__Text under study__
• • •

Building PCs is great fun, but it’s not for everyone

I’ve stopped trying to convince my friends otherwise

A white full-tower desktop gaming PC with a mATX case, large air cooler, and RX 6800. Credit: Ismar Hrnjicevic / How-To Geek

Building your own PC is one of the most satisfying things you can do if you’re a desktop user, but that’s only true if you actually enjoy the whole process. Over the years, I’ve realized that many people just don’t enjoy it, and that’s alright. It can be overwhelming, and it becomes more of a hobbyist thing than a go-to with each passing year.

A lot of people don’t want to spend their evenings watching reviews, comparing chipsets, going through benchmarks, wondering whether there’s enough PSU headroom or whether a motherboard will need a BIOS update, and so on. Those same people might still want to own a desktop PC, and good prebuilts exist to save us all the trouble.

• • •

__Provided material__
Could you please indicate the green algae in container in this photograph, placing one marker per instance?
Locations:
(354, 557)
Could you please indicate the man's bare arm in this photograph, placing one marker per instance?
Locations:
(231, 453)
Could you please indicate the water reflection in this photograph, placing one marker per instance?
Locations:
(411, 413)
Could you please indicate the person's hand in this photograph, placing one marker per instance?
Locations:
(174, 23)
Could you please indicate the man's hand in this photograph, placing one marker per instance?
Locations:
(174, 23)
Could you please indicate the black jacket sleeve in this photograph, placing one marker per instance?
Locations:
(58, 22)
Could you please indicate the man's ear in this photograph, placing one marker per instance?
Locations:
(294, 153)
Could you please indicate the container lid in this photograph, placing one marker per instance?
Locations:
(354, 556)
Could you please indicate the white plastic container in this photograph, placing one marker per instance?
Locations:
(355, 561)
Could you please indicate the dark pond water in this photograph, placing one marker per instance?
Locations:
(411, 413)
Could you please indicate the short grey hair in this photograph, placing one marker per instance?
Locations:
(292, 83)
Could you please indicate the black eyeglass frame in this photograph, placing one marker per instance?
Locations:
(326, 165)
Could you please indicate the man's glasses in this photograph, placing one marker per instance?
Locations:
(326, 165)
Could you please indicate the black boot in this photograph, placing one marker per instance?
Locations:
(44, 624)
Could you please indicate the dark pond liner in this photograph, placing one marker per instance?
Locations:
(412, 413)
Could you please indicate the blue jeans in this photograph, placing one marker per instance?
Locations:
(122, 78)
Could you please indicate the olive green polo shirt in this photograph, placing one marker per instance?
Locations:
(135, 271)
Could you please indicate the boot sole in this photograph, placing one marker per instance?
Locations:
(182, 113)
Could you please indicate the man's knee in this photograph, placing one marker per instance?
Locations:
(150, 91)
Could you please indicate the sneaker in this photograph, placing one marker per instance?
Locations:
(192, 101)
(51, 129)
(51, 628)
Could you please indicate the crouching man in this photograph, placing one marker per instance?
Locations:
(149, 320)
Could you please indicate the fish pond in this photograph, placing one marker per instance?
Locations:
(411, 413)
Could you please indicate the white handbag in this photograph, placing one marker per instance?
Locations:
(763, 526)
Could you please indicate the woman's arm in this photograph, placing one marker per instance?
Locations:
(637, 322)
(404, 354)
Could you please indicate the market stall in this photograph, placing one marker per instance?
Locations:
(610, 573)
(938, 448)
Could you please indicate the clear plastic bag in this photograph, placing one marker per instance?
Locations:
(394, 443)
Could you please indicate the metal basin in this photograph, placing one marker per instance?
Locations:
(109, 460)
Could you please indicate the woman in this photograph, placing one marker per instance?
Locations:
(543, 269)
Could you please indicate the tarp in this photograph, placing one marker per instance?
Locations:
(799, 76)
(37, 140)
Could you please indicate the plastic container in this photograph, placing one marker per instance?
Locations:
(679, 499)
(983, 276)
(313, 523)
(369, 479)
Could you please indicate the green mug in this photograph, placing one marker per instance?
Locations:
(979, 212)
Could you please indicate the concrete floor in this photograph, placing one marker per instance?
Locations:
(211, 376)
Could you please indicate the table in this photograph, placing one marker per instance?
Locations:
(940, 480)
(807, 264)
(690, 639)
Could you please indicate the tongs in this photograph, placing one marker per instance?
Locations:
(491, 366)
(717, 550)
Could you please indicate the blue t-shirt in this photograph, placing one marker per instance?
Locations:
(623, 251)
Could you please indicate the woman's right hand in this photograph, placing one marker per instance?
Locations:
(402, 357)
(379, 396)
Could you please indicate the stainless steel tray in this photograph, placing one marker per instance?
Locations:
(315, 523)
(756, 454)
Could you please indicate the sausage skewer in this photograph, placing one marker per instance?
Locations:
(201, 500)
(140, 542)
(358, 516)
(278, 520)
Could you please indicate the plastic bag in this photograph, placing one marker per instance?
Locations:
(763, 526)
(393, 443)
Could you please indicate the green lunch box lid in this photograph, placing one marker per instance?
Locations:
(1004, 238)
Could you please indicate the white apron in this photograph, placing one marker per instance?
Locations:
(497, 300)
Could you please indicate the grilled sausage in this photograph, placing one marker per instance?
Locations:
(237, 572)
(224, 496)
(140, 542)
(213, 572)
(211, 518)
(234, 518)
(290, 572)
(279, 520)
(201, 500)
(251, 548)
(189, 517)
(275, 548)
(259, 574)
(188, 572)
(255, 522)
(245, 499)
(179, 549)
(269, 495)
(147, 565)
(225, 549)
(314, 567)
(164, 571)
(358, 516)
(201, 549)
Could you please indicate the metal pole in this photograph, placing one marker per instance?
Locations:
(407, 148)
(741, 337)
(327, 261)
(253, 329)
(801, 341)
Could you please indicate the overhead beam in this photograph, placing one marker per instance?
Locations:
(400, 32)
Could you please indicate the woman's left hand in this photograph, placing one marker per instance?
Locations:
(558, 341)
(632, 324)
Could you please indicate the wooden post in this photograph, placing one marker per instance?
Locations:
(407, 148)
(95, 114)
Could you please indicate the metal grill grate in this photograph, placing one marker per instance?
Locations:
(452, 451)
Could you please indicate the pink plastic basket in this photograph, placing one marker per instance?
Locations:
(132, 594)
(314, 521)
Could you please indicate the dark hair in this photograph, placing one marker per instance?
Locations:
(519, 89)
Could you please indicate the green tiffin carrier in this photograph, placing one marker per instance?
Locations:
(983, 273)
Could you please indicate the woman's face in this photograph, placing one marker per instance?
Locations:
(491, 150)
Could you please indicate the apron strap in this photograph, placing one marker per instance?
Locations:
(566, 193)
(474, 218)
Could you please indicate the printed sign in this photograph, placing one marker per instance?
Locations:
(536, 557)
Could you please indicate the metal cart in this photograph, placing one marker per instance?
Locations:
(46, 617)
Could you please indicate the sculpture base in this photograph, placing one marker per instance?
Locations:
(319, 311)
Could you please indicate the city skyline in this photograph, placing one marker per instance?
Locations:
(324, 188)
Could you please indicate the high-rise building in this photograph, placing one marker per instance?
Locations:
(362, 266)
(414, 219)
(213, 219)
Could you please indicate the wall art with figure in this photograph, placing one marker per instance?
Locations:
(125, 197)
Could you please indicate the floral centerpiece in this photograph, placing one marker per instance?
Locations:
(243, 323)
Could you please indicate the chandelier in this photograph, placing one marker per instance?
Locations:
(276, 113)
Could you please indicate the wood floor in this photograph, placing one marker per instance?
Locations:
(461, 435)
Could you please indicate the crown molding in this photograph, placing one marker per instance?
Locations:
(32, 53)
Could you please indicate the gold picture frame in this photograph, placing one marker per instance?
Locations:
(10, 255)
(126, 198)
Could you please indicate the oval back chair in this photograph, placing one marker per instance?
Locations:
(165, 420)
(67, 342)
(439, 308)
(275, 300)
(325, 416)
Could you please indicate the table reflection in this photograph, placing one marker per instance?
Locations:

• • •

__Work instruction A__
According to the piece on building PCs, why can a prebuilt suit someone who still wants a desktop? Answer in one to three sentences.
__Work instruction B__
Carry the piece on building PCs forward from its last sentence.
The material comes from a different source than the text.

__Final answer A__
Many people don't want to spend their evenings watching reviews, comparing chipsets, going through benchmarks, or worrying about PSU headroom and whether a motherboard needs a BIOS update. Good prebuilts exist to spare them that trouble while still giving them a desktop PC.

__Final answer B__
For someone like my mom, who is definitely a casual user, building a PC would make zero sense. I’d put in a lot of effort—I always go way overkill with every single build—and it’d have been wasted. And yes, I’d have fun, but for my mom, the end user, the end result would’ve been one and the same.

For a regular desktop user, a good prebuilt often gets the important things right without demanding that kind of effort. It comes assembled, tested, and ready to go, and it usually bundles the parts that matter most to everyday use: a modern CPU, enough RAM, a decent SSD, built-in connectivity, and some kind of warranty if things go wrong.

Besides, most desktop users aren’t like enthusiasts; they don’t need to optimize every tiny little thing. Looking at various Steam Hardware Surveys tells us that people go for the midrange time and time again, and I find it hard to believe that all those RTX 4060 owners overclock their PCs and spend hundreds of dollars on cooling.

In 2026, the market makes this whole argument a lot easier

Let’s not ignore the elephant in the room

Crucial DDR5 RAM and an M.2 NVMe in their original packaging. Credit: Ismar Hrnjicevic / How-To Geek

At a time when we’ve all done our panic buying and given up on the PC market, buying a prebuilt makes even more sense. Here’s how I know: I tried to build a PC first.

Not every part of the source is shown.